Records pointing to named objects
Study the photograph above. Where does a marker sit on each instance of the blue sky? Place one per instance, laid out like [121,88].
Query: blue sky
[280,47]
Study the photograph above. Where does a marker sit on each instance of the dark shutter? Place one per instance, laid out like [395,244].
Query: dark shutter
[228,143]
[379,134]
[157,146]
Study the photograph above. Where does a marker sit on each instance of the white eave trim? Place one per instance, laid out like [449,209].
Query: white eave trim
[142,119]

» Problem requirements
Turn the lines of the material above into a numbered list, leaving out any blank lines.

» Complete answer
1. Study the photograph above. Where does a marker sit on each instance of the blue sky? Place one per instance, laid out like [121,88].
2. Query: blue sky
3. [280,47]
4. Study the photograph above. Where does a marker sit on each instance of the dark shutter? Place one per instance, laid out like [395,244].
5. Query: dark shutter
6. [228,143]
7. [379,134]
8. [157,146]
9. Study the photograph above. Where does a marker sit on each instance of the white eave trim? Place one per instance, laid out like [449,209].
10. Query: white eave trim
11. [142,119]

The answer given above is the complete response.